*Document extract*:
********

Wed | Aug 5, 2020

‘We are not animals’ - JUTC drivers cite harsh treatment at hands of travelling public

Published:Sunday | October 13, 2019 | 5:56 AMKaryl Walker - Gleaner Writer
Vinette Reid makes a stop in New Kingston on Friday.
Vinette Reid makes a stop in New Kingston on Friday.

Following on the heels of the murders of a route taxi driver, 37-year-old Akeeno Britton, also called ‘Bubinile’, and Jamaica Urban Transit Company (JUTC) driver/mechanic Mikkel Donaldson, 34, two weeks ago, two drivers of the state-run bus company have come out against the bad treatment they have endured while transporting members of the public.

Omar Clarke, the JUTC driver accused of the stabbing death of Britton, has been charged with murder following his surrender to police hours after the incident.

No one has been charged for Donaldson’s murder.

The day following those two murders left many commuters in the Corporate Area and its environs stranded as JUTC drivers refused to work.

But while steering clear of commenting on the murders, Vinette Reid and her colleague, Delroy Wright, opted to speak on the sometimes harsh treatment they receive just for providing the crucial service of public transportation.

According to the drivers, as the faces of the JUTC, they are sometimes subjected to brutal and heartless treatment by passengers and motorists alike.

********

Recorded data:

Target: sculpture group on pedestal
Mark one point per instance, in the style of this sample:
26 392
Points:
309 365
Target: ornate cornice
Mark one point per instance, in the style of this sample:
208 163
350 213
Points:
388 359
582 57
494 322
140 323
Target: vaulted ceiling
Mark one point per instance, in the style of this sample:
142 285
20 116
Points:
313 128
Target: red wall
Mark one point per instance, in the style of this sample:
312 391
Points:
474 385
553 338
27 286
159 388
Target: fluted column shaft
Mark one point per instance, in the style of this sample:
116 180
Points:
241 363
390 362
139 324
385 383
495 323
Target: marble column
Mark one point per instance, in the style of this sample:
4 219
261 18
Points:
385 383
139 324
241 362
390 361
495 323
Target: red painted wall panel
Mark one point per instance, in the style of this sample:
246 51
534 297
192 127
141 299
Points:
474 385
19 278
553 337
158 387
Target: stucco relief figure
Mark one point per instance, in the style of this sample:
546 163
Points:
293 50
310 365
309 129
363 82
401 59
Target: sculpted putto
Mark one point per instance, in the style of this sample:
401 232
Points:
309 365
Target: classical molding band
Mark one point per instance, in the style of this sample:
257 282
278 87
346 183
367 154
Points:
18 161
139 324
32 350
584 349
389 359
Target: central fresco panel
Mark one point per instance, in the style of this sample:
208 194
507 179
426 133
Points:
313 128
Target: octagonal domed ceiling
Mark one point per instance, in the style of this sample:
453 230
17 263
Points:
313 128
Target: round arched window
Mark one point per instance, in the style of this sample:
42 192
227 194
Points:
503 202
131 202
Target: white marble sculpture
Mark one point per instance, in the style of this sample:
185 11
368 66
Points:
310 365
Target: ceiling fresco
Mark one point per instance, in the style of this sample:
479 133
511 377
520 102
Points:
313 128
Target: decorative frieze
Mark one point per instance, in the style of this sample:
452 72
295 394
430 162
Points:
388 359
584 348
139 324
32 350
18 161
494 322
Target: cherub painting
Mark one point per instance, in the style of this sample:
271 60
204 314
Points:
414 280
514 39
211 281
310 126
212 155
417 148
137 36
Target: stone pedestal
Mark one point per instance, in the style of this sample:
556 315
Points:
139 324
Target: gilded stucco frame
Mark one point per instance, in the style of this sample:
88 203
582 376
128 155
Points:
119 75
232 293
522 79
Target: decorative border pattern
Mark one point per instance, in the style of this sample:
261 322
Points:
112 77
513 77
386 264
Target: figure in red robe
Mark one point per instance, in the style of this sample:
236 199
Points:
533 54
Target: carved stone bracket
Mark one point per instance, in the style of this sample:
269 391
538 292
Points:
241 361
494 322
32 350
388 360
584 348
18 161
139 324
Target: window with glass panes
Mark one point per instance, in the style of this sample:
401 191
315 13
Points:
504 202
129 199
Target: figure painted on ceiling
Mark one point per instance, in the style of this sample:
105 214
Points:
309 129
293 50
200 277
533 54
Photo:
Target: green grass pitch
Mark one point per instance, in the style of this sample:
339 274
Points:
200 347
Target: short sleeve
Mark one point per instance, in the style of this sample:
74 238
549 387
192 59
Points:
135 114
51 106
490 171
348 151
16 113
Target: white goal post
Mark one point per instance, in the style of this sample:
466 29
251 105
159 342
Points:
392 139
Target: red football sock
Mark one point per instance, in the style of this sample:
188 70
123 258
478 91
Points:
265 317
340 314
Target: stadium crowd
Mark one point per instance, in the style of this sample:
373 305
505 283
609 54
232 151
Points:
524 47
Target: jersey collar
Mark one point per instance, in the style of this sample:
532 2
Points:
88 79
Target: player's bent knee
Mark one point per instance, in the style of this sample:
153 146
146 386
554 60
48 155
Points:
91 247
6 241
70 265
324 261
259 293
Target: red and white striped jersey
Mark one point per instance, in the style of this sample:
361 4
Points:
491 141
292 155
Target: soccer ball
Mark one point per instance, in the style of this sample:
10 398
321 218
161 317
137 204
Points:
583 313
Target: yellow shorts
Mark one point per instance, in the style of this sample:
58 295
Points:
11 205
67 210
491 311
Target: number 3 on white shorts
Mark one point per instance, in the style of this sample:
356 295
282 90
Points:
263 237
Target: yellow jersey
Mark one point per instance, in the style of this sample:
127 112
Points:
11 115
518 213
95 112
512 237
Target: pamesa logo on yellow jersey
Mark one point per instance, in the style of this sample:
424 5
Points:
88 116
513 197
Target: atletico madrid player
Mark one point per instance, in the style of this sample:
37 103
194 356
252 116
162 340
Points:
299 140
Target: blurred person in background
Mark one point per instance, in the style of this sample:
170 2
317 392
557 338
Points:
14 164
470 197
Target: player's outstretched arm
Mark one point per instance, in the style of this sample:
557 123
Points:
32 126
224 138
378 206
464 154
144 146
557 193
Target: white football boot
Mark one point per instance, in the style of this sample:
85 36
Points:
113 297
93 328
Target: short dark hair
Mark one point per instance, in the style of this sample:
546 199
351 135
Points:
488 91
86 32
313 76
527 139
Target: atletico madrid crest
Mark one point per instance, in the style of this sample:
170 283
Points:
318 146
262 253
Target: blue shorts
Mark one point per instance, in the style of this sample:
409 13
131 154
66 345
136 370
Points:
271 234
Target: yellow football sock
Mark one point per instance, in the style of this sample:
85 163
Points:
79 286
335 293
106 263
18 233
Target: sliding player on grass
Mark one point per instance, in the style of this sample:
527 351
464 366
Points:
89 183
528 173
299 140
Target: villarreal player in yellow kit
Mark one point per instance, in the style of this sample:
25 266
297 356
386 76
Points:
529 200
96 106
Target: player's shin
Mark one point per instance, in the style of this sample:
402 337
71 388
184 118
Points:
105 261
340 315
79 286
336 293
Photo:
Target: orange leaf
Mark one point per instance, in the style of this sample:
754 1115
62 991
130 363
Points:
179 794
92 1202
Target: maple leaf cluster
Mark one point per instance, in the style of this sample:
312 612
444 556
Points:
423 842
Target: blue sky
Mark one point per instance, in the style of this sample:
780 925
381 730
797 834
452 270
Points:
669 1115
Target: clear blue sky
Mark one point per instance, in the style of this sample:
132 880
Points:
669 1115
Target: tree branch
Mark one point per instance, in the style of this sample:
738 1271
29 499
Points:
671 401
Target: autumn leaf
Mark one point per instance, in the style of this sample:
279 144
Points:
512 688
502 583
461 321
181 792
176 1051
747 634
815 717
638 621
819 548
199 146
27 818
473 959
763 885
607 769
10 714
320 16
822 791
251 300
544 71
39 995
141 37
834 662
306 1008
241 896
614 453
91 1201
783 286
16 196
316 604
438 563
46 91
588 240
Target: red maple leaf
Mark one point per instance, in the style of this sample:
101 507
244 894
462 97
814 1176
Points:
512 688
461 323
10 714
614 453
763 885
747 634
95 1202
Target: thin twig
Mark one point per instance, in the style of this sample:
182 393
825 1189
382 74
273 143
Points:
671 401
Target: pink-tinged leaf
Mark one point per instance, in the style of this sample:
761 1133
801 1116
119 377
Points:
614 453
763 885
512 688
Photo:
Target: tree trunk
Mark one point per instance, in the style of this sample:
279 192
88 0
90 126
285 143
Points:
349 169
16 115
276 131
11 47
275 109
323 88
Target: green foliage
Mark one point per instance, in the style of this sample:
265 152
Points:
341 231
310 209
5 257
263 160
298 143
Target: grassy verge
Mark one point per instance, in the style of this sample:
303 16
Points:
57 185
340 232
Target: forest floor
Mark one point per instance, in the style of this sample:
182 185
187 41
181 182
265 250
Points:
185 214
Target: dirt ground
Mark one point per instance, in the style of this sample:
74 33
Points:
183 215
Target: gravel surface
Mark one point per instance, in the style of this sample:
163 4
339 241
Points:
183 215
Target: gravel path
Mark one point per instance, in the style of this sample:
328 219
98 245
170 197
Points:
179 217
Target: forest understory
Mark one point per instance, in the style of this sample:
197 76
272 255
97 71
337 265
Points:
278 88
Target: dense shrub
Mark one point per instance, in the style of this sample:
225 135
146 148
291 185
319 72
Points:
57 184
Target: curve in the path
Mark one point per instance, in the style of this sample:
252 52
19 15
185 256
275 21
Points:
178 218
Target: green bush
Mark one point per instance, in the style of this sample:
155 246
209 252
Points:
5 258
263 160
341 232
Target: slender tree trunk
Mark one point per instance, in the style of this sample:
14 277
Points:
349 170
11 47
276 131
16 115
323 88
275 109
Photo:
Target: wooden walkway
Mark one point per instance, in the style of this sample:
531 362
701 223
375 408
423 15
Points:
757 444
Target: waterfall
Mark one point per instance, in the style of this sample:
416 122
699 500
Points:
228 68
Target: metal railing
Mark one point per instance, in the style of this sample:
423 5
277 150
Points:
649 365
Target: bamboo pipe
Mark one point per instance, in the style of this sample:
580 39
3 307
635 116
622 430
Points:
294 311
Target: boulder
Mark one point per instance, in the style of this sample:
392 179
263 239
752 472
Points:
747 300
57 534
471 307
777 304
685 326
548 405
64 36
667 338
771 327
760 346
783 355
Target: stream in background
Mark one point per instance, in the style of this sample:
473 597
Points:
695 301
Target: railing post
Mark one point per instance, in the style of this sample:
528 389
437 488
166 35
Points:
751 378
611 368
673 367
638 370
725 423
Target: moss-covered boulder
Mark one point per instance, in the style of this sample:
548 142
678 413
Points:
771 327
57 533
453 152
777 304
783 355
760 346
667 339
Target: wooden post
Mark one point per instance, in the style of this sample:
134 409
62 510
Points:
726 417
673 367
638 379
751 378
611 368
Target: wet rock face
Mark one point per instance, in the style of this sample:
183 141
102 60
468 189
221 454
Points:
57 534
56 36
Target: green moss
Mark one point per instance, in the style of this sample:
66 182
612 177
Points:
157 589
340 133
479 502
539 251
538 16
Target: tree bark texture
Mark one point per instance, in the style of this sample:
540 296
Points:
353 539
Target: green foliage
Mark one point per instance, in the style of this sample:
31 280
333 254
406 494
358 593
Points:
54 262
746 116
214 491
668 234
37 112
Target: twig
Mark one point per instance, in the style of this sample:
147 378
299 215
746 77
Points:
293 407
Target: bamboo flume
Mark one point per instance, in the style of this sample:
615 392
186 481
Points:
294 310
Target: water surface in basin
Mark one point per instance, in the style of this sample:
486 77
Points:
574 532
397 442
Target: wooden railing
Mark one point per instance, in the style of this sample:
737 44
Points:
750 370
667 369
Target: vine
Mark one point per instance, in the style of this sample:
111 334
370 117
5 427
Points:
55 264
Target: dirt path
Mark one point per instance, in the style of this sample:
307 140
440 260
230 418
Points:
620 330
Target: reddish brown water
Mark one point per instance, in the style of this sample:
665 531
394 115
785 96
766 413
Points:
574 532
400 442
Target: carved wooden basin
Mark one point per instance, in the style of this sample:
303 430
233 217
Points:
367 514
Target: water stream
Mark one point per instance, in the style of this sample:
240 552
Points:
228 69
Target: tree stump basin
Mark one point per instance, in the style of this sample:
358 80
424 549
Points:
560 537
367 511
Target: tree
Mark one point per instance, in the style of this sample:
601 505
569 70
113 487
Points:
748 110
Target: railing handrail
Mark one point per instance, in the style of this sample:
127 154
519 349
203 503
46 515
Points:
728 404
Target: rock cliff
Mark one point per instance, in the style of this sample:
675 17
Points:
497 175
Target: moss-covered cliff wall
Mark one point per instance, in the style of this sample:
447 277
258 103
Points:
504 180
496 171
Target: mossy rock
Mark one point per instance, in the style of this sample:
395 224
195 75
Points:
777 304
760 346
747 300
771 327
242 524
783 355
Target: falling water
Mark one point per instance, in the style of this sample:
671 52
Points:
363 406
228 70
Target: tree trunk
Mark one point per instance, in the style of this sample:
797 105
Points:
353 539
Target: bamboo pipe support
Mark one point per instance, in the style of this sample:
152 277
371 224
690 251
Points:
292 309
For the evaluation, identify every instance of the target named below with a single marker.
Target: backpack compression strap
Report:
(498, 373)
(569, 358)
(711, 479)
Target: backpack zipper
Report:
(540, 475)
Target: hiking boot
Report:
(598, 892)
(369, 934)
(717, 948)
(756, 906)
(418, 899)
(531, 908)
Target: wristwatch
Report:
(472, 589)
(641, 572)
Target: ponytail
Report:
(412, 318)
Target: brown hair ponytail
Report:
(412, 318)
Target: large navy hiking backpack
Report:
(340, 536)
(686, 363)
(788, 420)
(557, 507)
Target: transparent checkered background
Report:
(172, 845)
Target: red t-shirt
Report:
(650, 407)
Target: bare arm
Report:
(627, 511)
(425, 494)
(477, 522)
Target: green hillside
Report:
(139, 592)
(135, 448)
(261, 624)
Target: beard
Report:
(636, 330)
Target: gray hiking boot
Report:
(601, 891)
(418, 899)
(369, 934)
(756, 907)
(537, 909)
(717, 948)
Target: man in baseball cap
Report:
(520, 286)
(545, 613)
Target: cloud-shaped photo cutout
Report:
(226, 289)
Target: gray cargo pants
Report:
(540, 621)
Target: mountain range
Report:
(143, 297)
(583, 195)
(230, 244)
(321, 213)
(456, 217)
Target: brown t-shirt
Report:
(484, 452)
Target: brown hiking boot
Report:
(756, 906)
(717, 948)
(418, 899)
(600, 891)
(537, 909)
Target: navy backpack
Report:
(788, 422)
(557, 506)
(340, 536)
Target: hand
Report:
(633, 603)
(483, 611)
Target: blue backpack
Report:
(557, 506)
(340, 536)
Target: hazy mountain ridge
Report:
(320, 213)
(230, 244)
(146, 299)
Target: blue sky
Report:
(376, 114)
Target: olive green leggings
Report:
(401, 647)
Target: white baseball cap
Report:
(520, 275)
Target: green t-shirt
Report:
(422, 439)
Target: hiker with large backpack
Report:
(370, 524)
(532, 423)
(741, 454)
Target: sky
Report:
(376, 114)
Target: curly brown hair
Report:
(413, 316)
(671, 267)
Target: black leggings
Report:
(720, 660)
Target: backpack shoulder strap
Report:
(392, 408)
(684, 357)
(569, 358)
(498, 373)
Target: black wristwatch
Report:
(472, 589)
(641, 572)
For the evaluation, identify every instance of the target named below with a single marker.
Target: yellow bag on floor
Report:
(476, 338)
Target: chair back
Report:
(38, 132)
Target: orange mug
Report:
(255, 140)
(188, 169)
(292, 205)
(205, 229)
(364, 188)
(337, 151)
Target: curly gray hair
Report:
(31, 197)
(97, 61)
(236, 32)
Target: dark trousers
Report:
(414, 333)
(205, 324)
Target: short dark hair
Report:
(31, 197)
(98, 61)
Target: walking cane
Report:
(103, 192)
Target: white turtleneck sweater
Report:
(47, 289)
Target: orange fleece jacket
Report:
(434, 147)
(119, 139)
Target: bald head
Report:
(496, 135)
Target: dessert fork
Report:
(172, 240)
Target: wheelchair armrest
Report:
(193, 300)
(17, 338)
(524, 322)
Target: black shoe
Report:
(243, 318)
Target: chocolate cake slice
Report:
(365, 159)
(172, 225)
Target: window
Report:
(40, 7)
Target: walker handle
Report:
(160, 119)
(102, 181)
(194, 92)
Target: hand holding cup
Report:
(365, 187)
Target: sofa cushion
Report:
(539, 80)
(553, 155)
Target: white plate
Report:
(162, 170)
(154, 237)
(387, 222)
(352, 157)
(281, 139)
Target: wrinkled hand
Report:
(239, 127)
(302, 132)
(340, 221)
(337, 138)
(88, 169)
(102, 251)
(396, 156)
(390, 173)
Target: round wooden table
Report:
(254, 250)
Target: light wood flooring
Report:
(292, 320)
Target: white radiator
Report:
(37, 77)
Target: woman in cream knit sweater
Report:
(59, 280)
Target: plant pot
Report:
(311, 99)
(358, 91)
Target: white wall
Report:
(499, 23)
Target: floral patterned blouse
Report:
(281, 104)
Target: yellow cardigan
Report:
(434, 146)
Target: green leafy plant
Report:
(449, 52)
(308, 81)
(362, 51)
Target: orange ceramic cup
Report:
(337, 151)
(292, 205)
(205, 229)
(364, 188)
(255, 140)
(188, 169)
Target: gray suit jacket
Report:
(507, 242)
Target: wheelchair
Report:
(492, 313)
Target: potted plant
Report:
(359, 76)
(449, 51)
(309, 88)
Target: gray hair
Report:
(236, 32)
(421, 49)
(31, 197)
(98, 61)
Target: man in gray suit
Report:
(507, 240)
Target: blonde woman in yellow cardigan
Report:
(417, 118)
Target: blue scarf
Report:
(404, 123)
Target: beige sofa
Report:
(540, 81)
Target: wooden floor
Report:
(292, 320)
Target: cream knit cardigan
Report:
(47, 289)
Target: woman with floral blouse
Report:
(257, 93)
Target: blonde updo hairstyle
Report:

********

*Parts of the exercise*:
- A) In the JUTC drivers article, what charge did Omar Clarke face after surrendering to police?
- B) Please retype the JUTC drivers article between "But while steering" and "of public transportation.", inclusive.

*Solutions for each task*:
- A) Murder.

- B)
But while steering clear of commenting on the murders, Vinette Reid and her colleague, Delroy Wright, opted to speak on the sometimes harsh treatment they receive just for providing the crucial service of public transportation.